■ **EXERCISE PROMPT**
Everything in the listing below except the pictures should be reproduced exactly.

---+---

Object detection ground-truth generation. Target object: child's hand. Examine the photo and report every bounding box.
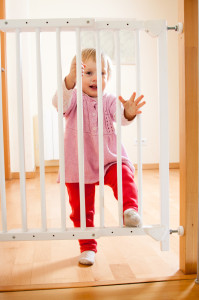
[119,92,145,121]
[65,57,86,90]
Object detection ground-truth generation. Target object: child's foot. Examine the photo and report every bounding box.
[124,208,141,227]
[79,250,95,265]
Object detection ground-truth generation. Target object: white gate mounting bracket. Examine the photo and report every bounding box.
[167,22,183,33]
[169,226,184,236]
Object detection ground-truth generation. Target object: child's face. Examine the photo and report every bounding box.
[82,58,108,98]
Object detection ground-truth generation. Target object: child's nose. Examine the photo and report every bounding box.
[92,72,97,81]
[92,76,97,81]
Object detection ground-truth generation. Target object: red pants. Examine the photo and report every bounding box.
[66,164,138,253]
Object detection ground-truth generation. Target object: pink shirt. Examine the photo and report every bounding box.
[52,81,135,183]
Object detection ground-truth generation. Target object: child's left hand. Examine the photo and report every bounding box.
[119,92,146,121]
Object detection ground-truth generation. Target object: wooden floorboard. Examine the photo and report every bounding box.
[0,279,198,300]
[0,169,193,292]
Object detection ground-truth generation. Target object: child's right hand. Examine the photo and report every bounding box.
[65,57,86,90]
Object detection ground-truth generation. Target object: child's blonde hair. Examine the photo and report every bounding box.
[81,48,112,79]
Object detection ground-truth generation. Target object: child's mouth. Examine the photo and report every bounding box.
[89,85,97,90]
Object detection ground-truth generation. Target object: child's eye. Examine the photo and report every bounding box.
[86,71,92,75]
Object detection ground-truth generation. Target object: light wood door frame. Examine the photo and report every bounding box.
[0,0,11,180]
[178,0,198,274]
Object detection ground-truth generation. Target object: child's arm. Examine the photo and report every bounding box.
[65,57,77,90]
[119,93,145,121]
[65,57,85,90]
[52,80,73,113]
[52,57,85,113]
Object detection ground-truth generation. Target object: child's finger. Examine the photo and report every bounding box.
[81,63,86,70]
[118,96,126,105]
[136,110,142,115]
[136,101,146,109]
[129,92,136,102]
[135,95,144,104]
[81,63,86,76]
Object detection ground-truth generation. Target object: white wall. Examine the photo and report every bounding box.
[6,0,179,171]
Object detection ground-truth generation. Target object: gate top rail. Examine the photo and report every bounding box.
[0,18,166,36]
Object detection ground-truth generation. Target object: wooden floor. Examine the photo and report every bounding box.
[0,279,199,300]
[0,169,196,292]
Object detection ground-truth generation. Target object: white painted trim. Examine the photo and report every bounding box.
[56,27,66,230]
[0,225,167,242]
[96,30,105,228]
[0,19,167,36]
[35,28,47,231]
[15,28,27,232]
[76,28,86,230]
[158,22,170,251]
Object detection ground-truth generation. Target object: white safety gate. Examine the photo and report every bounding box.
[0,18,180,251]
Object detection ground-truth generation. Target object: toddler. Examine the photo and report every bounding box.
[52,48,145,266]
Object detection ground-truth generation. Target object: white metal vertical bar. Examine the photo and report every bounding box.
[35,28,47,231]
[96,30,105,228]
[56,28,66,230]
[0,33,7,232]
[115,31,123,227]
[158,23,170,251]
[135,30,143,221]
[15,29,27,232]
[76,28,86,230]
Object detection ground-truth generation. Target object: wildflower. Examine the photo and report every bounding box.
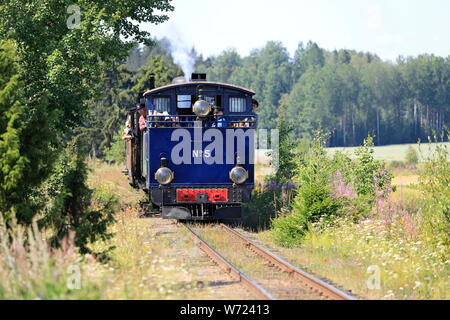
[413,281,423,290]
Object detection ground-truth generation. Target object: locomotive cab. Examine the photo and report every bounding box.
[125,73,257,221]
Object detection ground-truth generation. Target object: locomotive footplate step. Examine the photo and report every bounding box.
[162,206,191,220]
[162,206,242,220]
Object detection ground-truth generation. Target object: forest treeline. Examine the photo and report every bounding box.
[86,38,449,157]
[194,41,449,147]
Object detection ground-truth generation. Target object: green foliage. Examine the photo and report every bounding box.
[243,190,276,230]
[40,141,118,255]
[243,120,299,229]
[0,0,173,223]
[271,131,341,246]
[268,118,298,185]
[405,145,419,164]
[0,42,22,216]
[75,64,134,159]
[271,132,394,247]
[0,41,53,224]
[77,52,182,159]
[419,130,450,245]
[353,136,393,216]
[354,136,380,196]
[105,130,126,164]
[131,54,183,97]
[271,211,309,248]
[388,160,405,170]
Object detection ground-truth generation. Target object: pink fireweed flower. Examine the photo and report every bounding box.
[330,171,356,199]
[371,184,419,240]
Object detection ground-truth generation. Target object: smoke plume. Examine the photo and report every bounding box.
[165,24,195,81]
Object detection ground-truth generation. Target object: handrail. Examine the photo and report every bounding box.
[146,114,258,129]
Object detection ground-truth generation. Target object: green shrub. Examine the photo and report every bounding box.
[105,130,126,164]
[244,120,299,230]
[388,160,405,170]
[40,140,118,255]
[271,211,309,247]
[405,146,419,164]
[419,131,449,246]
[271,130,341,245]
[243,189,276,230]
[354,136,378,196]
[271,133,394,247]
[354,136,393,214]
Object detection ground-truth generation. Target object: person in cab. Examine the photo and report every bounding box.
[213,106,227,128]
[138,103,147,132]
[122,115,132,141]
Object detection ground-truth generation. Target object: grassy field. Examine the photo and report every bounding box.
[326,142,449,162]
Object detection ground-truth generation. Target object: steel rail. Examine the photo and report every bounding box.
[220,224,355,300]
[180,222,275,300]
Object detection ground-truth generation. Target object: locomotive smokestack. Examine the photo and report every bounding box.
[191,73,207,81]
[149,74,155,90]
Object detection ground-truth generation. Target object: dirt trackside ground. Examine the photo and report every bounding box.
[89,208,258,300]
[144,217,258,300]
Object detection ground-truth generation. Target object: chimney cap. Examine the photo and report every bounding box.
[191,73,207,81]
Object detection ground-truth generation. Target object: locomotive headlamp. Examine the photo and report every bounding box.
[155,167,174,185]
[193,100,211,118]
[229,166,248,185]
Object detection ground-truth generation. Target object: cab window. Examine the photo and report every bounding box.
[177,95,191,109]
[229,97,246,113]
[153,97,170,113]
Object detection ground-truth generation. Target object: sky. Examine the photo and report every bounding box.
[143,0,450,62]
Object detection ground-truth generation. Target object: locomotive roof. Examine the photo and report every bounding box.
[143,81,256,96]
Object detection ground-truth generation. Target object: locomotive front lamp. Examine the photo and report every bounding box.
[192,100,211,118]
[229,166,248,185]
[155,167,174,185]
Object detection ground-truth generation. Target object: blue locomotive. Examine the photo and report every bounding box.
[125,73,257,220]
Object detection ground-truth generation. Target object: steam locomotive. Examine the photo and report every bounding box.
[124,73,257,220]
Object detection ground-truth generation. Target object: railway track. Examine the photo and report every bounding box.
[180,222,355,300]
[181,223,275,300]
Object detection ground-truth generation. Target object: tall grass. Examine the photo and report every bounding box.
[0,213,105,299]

---+---

■ **ANSWER SPACE**
Object detection ground-truth generation. Target object: child's hand. Examine the photo and report every bounding box.
[119,92,145,121]
[65,57,86,90]
Object detection ground-truth generation. Target object: child's foot. Examine the photo and report every bounding box.
[124,208,141,227]
[79,250,95,265]
Object detection ground-truth generation. Target object: white gate mounting bracket. Examine the photo and report every bounding box.
[167,22,183,33]
[169,226,184,236]
Object detection ground-truth generation. Target object: child's face. Examine the photo and report every bounding box.
[82,58,108,98]
Object detection ground-truth generation. Target object: child's nose. Examine the photo and report every bounding box.
[92,72,97,81]
[92,76,97,81]
Object detection ground-truth generation. Target object: red pants. Examine the photo and report every bounding box.
[66,164,138,253]
Object detection ground-truth generation. Target object: pink shirt. Examine the photo and report every bounding box.
[52,81,135,183]
Object detection ground-truth generation. Target object: child's left hand. Examine the photo and report every bounding box.
[119,92,146,121]
Object detection ground-truth generation. Target object: wooden floorboard. Examine the photo and report every bounding box.
[0,279,198,300]
[0,169,193,292]
Object detection ground-truth generation. Target object: child's right hand. Examine the photo and report every bounding box.
[65,57,86,90]
Object detection ground-truth generation. Target object: child's blonde hair. Examine the photo and report every bounding box.
[81,48,112,79]
Object detection ground-truth generation. Target object: child's mouth. Examine the photo and report every bounding box.
[89,85,97,90]
Object detection ground-truth generation. Target object: child's eye. Examine the photo and report every bounding box.
[86,71,92,75]
Object detection ground-truth generation. Target object: light wood door frame. Examine the photo and report every bounding box.
[0,0,11,180]
[178,0,198,274]
Object detection ground-truth generation. Target object: child's arm. Examine the photo and report every bounding box.
[65,57,77,90]
[119,93,145,121]
[65,57,85,90]
[52,80,73,113]
[52,57,85,113]
Object detection ground-truth generation. Target object: child's finger. Examine the photo and report every bounding box.
[81,63,86,70]
[118,96,126,105]
[136,110,142,115]
[136,101,146,109]
[129,92,136,102]
[135,95,144,104]
[81,63,86,76]
Object detection ground-truth generation. Target object: white wall. Examine the photo and report every bounding box.
[6,0,179,171]
Object detection ground-truth generation. Target object: gate top rail. Examine the photo and report every bounding box.
[0,18,166,36]
Object detection ground-truth generation. Target object: wooden floor. Examine the photo and report every bounding box.
[0,279,199,300]
[0,169,196,292]
Object detection ground-truth generation. Target object: white painted trim. Examine the photo and report every bounding box.
[56,27,66,230]
[0,225,167,242]
[96,30,105,228]
[0,19,167,36]
[35,28,47,231]
[15,28,27,232]
[76,28,86,230]
[158,22,170,251]
Object detection ground-truth generation. Target object: white safety gate. Examine the photo and report every bounding box.
[0,18,180,251]
Object detection ground-truth generation. Target object: toddler. Examine the photo and report every bounding box.
[52,48,145,266]
Object detection ground-truth generation. Target object: white metal vertical bar. Examine the photo and report every bounding box.
[35,28,47,231]
[96,30,105,228]
[56,28,66,230]
[0,33,7,232]
[115,31,123,227]
[158,23,170,251]
[135,30,143,221]
[15,29,27,232]
[76,28,86,230]
Object detection ground-truth generation. Target object: wildflower. Examine the photo and report every bounding box.
[413,281,423,290]
Object detection ground-truth generation. Target object: locomotive cab. Examine the photo and report every bounding box.
[125,73,257,221]
Object detection ground-truth generation. Target object: locomotive footplate step. Examine the photo and report every bounding box.
[162,206,191,220]
[162,206,242,220]
Object detection ground-truth generation. Target object: forest treeline. Examine the photo and report every bounding box.
[86,38,449,157]
[194,41,449,147]
Object detection ground-truth generation. Target object: green foliage. Examine the photo and report every bounding box.
[243,190,276,230]
[40,141,118,255]
[243,120,299,229]
[0,0,173,223]
[271,131,341,246]
[268,118,298,185]
[405,145,419,164]
[0,42,22,216]
[75,64,134,159]
[271,132,394,247]
[0,41,53,224]
[77,52,182,159]
[419,130,450,245]
[353,136,393,216]
[354,136,380,196]
[105,130,126,164]
[131,54,183,97]
[271,211,309,248]
[388,160,405,170]
Object detection ground-truth generation. Target object: pink fireweed flower. Examine the photo and report every bounding box.
[330,171,356,199]
[371,184,419,240]
Object detection ground-truth generation. Target object: smoke plume. Examine the photo and report every bounding box.
[165,24,195,81]
Object detection ground-truth generation. Target object: handrail. Examine the photo and report every bounding box.
[146,114,258,129]
Object detection ground-truth generation. Target object: green shrub. Examine the photo and report every bounding box.
[105,130,126,164]
[244,120,299,230]
[388,160,405,170]
[40,140,118,255]
[271,211,309,247]
[405,146,419,164]
[419,131,449,246]
[271,130,341,245]
[243,189,276,230]
[354,136,378,196]
[271,133,394,247]
[354,136,393,214]
Object detection ground-truth generation. Target object: person in cab. Examine the photo and report every bounding box.
[213,106,227,128]
[138,103,147,132]
[122,115,132,141]
Object detection ground-truth generation. Target object: grassy field. Examine the photo and report every bounding box.
[326,142,449,162]
Object detection ground-truth generation. Target object: steel rail. Examine the photo and report every bounding box.
[220,224,355,300]
[180,222,275,300]
Object detection ground-truth generation. Target object: locomotive smokestack. Examine the photo and report every bounding box.
[191,73,207,81]
[149,74,155,90]
Object detection ground-truth generation. Target object: dirt trackside ground. Examine the photo and report every bounding box.
[89,208,258,300]
[144,217,258,300]
Object detection ground-truth generation. Target object: chimney cap. Examine the photo and report every bounding box.
[191,73,207,81]
Object detection ground-truth generation. Target object: locomotive headlamp. Examine the photo and report every bounding box.
[155,167,174,185]
[193,100,211,118]
[229,166,248,185]
Object detection ground-truth generation. Target object: cab window. Examine the photo and report every bounding box.
[177,95,191,109]
[229,97,246,113]
[153,97,170,113]
Object detection ground-truth generation. Target object: sky. Examine the photo and report every bounding box.
[143,0,450,62]
Object detection ground-truth generation. Target object: locomotive roof. Examine the photo and report every bounding box.
[143,81,256,96]
Object detection ground-truth generation. Target object: locomotive front lamp. Examine the photo and report every bounding box.
[192,100,211,118]
[229,166,248,185]
[155,167,174,185]
Object detection ground-truth generation. Target object: blue locomotive. Examine the photo and report every bounding box.
[125,73,257,220]
Object detection ground-truth generation. Target object: steam locomotive. Examine the photo and report every bounding box.
[124,73,257,220]
Object detection ground-truth generation. Target object: railway track. Examine the photo and report every bounding box.
[180,222,355,300]
[181,223,275,300]
Object detection ground-truth generation. Target object: tall grass. Examine the photo and report every bounding box.
[0,213,105,299]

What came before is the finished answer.